───── Source
# Micronutrients recommendations



## TheE (Feb 3, 2019)

Which product have you had good luck with and wouldn't think twice about recommending for Bermuda?

Thanks in advance for any input or suggestions!


----------



## Ware (Jan 28, 2017)

Which micros are you targeting? Do you have soil test results you can share?


----------



## Ware (Jan 28, 2017)

@TheE, I'm moving this over to the Soil Fertility subforum - it will get more traffic here.


----------



## TheE (Feb 3, 2019)

Ware said:


> Which micros are you targeting? Do you have soil test results you can share?


To be honest, I'm really not sure which micros I should be targeting. My test result stated an additional micro application may be beneficial. I used Soil Savvy before I found this forum, and now I know Soil Savvy may not be the best for testing. Here are my results:


----------



## Ware (Jan 28, 2017)
──────────
**Exercise tasks**
1 > Answer these questions from the micronutrients thread:
(a) For what kind of grass does TheE want a product recommendation?
(b) To which subforum did Ware move the post?
(c) Which soil testing service did TheE use before finding the forum?
2 > Extend the micronutrients thread beyond its last line.
The entries aren't needed for any of this.
───── Data entries
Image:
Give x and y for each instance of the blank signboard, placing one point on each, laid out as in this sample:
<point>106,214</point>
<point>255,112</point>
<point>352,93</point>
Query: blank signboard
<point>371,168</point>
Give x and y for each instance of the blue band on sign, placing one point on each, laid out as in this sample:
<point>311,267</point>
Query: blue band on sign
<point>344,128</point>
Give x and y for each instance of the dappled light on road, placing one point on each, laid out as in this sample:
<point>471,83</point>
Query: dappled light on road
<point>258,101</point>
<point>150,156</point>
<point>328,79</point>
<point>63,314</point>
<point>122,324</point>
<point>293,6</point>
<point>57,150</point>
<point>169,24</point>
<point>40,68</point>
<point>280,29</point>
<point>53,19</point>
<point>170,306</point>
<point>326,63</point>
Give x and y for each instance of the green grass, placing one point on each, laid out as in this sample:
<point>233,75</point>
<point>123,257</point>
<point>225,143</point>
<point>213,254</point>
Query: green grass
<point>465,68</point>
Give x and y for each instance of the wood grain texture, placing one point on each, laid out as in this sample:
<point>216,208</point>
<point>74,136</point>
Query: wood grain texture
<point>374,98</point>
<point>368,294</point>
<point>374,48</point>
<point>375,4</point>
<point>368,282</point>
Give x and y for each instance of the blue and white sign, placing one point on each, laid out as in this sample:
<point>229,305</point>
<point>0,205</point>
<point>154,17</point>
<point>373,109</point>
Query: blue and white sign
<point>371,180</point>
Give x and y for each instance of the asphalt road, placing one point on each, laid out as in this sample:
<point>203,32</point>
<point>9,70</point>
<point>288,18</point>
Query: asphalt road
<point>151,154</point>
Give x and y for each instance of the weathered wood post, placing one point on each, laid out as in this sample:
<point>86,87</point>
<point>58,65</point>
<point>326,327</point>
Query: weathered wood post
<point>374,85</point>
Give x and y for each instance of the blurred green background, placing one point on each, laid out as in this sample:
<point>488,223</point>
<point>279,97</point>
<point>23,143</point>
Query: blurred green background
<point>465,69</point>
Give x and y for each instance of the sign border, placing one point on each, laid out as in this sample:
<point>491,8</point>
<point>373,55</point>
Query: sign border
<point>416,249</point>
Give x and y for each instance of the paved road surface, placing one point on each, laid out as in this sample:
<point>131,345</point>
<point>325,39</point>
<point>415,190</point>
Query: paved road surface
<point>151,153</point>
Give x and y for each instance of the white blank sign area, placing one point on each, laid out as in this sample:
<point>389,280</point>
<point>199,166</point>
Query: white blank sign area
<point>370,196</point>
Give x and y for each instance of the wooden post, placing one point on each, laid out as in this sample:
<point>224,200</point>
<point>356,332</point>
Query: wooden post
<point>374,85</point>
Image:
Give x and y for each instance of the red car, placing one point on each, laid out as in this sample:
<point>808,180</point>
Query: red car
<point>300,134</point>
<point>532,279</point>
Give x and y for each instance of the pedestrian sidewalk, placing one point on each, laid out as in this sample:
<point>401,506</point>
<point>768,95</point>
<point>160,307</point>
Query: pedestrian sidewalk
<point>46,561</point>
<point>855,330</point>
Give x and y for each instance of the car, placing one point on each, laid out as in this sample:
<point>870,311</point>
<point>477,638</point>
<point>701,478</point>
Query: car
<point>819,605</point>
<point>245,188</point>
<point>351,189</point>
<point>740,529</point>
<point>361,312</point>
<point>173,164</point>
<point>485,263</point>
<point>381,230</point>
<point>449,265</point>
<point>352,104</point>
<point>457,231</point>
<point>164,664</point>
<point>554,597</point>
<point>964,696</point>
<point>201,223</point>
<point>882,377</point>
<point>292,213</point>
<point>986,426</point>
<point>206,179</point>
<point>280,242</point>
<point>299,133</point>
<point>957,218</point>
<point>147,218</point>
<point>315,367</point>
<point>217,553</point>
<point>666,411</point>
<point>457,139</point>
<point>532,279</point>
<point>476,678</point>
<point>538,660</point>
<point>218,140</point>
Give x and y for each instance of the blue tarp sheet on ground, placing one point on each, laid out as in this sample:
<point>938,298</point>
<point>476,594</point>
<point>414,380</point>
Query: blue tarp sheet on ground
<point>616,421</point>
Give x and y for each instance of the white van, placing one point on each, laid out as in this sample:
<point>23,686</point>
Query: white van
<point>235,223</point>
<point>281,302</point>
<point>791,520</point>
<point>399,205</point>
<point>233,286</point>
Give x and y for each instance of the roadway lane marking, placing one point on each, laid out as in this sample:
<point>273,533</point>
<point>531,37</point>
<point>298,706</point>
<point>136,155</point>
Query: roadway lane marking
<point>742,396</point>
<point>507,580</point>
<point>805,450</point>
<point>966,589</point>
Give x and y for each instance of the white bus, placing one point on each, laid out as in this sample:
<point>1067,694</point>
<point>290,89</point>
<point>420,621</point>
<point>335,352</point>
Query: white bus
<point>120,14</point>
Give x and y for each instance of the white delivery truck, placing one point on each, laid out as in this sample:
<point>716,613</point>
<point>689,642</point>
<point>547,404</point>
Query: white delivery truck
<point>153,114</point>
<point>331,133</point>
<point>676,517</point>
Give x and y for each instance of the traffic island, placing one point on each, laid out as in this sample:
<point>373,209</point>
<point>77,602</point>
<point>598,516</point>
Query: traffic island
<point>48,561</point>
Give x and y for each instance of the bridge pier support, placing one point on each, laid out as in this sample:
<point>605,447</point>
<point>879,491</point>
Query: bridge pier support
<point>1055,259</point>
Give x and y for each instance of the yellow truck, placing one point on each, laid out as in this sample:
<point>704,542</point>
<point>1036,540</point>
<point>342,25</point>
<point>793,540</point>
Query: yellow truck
──────────
**Answers provided**
1 >
(a) Bermuda
(b) The Soil Fertility subforum
(c) Soil Savvy

2 >
@TheE I have no experience with Soil Savvy, but I know others here have questioned their testing methods. If it were my lawn, I would probably submit another sample to either Texas A&M or an independent lab like Waypoint Analytical.

In absence of further testing, I would probably just apply a balanced "starter fertilizer" of some sort. Fortunately, we can grow nice looking bermuda in less than optimal soil conditions. :thumbup:


----------



## Ware (Jan 28, 2017)

FEature is a popular micronutrient supplement among the members here.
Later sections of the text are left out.